___ Raw data ___
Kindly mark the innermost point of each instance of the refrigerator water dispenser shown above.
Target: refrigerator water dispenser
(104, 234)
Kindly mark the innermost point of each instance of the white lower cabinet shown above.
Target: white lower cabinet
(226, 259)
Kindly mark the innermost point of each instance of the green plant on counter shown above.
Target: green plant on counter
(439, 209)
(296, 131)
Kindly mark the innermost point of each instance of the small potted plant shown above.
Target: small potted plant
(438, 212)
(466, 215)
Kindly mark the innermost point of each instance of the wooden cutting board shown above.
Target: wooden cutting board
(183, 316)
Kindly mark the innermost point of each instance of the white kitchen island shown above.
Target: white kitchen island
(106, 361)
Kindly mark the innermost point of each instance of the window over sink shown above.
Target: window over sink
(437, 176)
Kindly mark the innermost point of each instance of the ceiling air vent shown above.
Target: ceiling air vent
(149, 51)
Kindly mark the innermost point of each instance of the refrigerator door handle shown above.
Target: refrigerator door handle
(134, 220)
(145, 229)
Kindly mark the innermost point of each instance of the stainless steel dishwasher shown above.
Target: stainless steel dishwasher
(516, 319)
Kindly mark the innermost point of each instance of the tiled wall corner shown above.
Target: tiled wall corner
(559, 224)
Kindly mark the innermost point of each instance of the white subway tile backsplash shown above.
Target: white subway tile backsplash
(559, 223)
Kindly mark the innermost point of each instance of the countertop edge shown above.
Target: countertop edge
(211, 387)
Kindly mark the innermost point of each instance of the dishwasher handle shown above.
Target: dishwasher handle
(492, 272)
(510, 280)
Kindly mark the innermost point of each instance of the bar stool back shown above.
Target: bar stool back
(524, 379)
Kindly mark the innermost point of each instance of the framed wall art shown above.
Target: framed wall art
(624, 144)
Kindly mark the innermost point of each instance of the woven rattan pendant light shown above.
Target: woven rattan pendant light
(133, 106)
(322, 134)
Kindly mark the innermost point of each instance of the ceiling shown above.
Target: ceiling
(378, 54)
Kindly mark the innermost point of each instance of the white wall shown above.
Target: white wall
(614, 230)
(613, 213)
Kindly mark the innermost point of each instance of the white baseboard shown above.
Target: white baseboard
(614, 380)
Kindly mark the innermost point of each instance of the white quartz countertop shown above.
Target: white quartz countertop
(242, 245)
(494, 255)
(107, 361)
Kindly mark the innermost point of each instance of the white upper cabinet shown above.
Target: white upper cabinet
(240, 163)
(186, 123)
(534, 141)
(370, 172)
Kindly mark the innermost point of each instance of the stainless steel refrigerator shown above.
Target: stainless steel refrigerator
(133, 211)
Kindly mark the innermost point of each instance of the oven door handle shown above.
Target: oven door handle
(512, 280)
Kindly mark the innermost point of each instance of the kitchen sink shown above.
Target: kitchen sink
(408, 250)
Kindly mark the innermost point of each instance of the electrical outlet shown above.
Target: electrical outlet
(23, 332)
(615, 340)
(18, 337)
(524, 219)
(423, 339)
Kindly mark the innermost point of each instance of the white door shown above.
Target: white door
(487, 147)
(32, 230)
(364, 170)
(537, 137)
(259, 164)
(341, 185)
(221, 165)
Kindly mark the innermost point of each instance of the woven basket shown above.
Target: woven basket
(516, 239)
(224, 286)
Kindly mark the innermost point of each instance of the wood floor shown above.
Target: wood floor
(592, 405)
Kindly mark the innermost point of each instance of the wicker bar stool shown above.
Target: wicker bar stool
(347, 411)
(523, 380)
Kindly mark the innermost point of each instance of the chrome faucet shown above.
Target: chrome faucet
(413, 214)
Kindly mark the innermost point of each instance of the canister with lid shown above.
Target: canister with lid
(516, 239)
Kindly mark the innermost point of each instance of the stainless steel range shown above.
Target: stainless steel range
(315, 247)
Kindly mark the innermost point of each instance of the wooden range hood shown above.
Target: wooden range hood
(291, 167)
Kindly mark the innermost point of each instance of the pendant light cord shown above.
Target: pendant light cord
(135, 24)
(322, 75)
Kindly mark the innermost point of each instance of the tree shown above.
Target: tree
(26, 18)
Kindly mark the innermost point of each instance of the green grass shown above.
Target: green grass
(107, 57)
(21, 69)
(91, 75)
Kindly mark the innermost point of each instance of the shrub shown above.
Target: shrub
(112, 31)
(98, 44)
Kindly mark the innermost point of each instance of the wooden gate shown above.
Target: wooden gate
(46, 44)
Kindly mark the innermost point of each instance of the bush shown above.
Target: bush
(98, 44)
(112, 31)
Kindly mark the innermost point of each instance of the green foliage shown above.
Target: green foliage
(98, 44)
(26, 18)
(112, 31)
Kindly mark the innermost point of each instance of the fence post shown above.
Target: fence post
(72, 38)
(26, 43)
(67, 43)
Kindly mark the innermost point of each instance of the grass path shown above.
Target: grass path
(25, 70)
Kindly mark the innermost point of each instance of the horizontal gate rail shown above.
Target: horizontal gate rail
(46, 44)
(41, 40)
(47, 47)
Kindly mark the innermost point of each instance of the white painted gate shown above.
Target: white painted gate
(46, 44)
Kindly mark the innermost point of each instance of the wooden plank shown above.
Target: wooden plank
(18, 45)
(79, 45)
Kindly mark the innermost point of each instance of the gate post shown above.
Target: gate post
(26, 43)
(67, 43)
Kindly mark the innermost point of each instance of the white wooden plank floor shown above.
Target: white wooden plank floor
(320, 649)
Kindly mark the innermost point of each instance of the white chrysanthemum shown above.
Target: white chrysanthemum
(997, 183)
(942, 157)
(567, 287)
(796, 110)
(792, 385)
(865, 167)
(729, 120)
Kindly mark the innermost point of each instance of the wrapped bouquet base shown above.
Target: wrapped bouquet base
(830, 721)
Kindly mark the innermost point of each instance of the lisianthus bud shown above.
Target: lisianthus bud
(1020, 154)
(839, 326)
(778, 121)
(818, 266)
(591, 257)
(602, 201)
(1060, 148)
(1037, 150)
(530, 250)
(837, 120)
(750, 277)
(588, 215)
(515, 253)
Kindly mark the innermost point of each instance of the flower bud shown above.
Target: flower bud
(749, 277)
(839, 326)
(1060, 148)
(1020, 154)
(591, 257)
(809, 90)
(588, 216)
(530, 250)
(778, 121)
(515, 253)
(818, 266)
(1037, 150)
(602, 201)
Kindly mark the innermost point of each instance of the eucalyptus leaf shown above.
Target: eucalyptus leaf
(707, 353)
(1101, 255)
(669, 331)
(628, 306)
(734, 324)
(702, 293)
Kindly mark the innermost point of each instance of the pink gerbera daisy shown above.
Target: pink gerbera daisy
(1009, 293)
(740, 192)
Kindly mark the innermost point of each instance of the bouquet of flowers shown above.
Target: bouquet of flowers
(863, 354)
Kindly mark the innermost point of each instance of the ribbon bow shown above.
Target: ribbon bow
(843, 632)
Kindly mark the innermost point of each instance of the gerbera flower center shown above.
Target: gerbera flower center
___
## Problem statement
The stretch of entries above that starts with the line containing "Kindly mark the innermost point of each instance of the tree" and goes on through the line containing "lisianthus bud shown above." is to be transcribed exactly, and no other line is to be transcribed.

## Exercise output
Kindly mark the innermost point of each instance of the tree shown above.
Target: tree
(26, 18)
Kindly mark the innermost point of each instance of the green grass shown above.
Target: green grass
(107, 57)
(21, 69)
(91, 75)
Kindly mark the innermost point of each instance of the shrub shown above.
Target: shrub
(112, 31)
(98, 44)
Kindly mark the innermost point of each instance of the wooden gate shown above.
Target: wooden gate
(46, 44)
Kindly mark the innermost point of each instance of the bush shown above.
Target: bush
(98, 44)
(112, 31)
Kindly mark the innermost point of each instance of the green foliage shown above.
Target: green foliage
(98, 44)
(26, 18)
(112, 31)
Kindly mark the innermost point of each instance of the fence post shown above.
Target: fence post
(72, 38)
(26, 43)
(67, 43)
Kindly mark the innermost point of each instance of the grass path shown above.
Target: grass path
(25, 70)
Kindly mark the innermost point of each instance of the horizontal gate rail shown above.
Target: horizontal gate rail
(46, 44)
(41, 40)
(47, 47)
Kindly mark the innermost point of each instance of the white painted gate shown above.
Target: white painted gate
(46, 44)
Kindly mark the innermost point of each instance of the wooden plank shown above.
Target: wooden plank
(18, 45)
(79, 45)
Kindly mark the innermost point of each instance of the gate post shown above.
Target: gate post
(26, 43)
(67, 43)
Kindly mark the innermost point of each instance of the white wooden plank floor shown above.
Target: white wooden plank floor
(320, 649)
Kindly mark the innermost point of each instance of the white chrysanthemum shown above.
Target: white chrysanthemum
(997, 183)
(942, 157)
(567, 287)
(796, 110)
(792, 385)
(865, 167)
(729, 120)
Kindly mark the innermost point of each instance of the wrapped bouquet base shown above.
Target: wrapped bouquet base
(830, 721)
Kindly mark the innermost point of each instance of the lisianthus bud shown above.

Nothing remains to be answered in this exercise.